▶ Exercises to complete:
1. Please copy everything in the sweet potato article from "Studies at Harvard" down to "of cancer recurrence.", swapping "regular diet" for "everyday diet".
2. According to the sweet potato article, how much fiber per day should women get?
3. Carry the sweet potato article forward from the point where it stops.

▶ Document excerpt:
- - -

They are an excellent source of fiber to keep your digestion running and help beat disease

One medium sweet potato with skin provides roughly between 4 to 6 grams of fiber, which doesn’t make them the highest fiber source from the plant world, but they pack a nice punch and are commonly included with foods recommended as good sources of the stuff. The National Institute of Medicine set the Dietary Reference Intake for fiber at 21 to 25 grams a day for women while men should get 30 to 38 grams per day. Most people don’t reach these levels. Fiber appears to reduce the risk of developing various conditions, including heart disease, diabetes, diverticular disease and constipation.

Sweet potatoes help ward off cancer 

Their rich orange color indicates that they are high in carotenoids like beta carotene and other carotenoids, which is the precursor to vitamin A in your body.  

Studies at Harvard University of more than 124,000 people showed a 32 percent reduction in risk of lung cancer in people who consumed a variety of carotenoid-rich foods as part of their regular diet.

Another study of women who had completed treatment for early stage breast cancer conducted by researchers at Women’s Healthy Eating and Living (WHEL) found that women with the highest blood concentrations of carotenoids had the least likelihood of cancer recurrence.

Meanwhile, a Japanese study revealed that beta carotene may decrease the risk of colon cancer. Sweet potatoes have the highest amount of beta carotene of all fruits and vegetables.

They’re a prize for the eyes

All that beta carotene is great for the eyes as well. Ophthalmologist Jill Koury, M.D., says that vitamin A deficiency causes the outer segments of the eye's photoreceptors to deteriorate, damaging normal vision. Sweet potato’s high antioxidant levels from vitamins C and E are also very kind to the eyes and may prevent degenerative damage.

- - -

▶ Given data:
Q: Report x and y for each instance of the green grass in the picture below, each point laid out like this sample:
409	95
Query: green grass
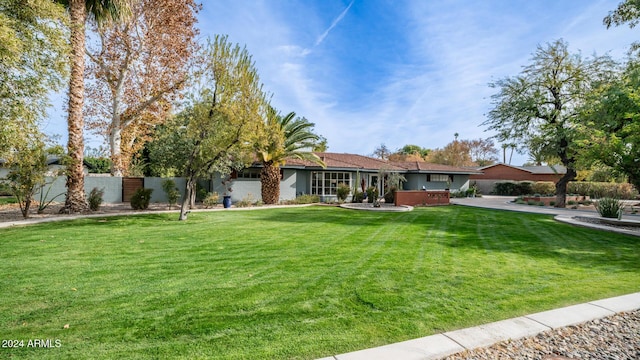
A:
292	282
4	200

- - -

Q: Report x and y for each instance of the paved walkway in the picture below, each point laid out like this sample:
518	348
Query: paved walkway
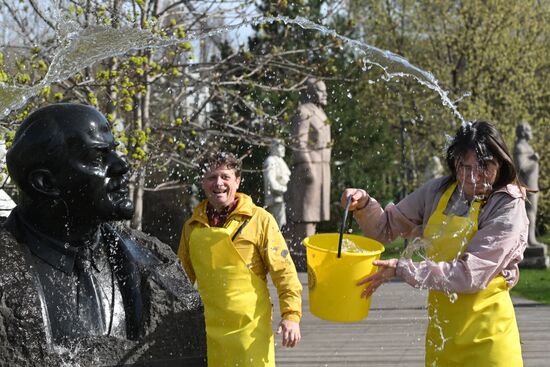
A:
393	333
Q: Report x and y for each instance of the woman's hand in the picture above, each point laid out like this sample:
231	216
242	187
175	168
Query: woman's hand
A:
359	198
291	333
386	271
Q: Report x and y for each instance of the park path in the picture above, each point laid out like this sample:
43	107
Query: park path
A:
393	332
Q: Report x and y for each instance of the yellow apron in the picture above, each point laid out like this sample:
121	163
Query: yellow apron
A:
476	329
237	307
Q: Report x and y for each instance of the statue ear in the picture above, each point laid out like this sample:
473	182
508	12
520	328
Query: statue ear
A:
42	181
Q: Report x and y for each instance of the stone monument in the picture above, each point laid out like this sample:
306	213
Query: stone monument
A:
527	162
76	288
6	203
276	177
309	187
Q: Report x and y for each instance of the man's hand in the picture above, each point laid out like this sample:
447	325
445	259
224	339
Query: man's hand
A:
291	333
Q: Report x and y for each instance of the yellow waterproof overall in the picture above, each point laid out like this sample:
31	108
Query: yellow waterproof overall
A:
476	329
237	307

- - -

▶ Responses in order:
1.
Studies at Harvard University of more than 124,000 people showed a 32 percent reduction in risk of lung cancer in people who consumed a variety of carotenoid-rich foods as part of their everyday diet.

Another study of women who had completed treatment for early stage breast cancer conducted by researchers at Women’s Healthy Eating and Living (WHEL) found that women with the highest blood concentrations of carotenoids had the least likelihood of cancer recurrence.

2. 21 to 25 grams a day.

3.
Carotenoids help boost our immunity to disease, they are powerful antioxidants that help ward off cancer and protect against the effects of aging.

They could help conquer PMS blues

While huge amounts of manganese aren’t healthy, experts estimate that up to 37 percent of Americans don’t get the recommended dietary intake (RDI) of manganese in their diet. Along with promoting good bone health, one study found that boosting manganese intake from 1 mg to 5.6 mg of dietary manganese per day helped women with PMS to have fewer mood swings and cramps. 

They are a boon for childbearing

Plant-based iron, like that found in sweet potatoes, can potentially promote fertility, according to the Harvard Medical School. The vitamin A from sweet potato’s beta carotene is also important for hormonal health during pregnancy and lactation.

Reduce the chances of stomach ulcers

Not only are sweet potatoes great for curing digestive issues, but they are also known to be an ideal preventative measure against stomach ulcers due to the presence of B-complex vitamins, beta carotene, vitamin C, calcium and potassium — all substances that have healing power when it comes to curing stomach ulcers.

Functional Foods in Health and Disease did a study in 2012 on how effective sweet potatoes were in healing an ulcer. The sweet potato had a potent ulcer healing effect!

They help control diabetes

Sweet potatoes rank low on the glycemic index scale and current research suggests that they may have a chance at decreasing the frequency of low blood sugar and insulin resistance episodes that occur in people with diabetes. The high levels of fiber also assist with type 1 diabetics to  decrease blood glucose levels and individuals with type 2 diabetics could have more stable blood sugar, insulin and lipid levels.

Sweet potatoes do not cause blood sugar spikes

Sweet potatoes are naturally sweet-tasting but their natural sugars are slowly released into the bloodstream, helping to ensure a balanced and regular source of energy, without the blood sugar spikes linked to fatigue and weight gain.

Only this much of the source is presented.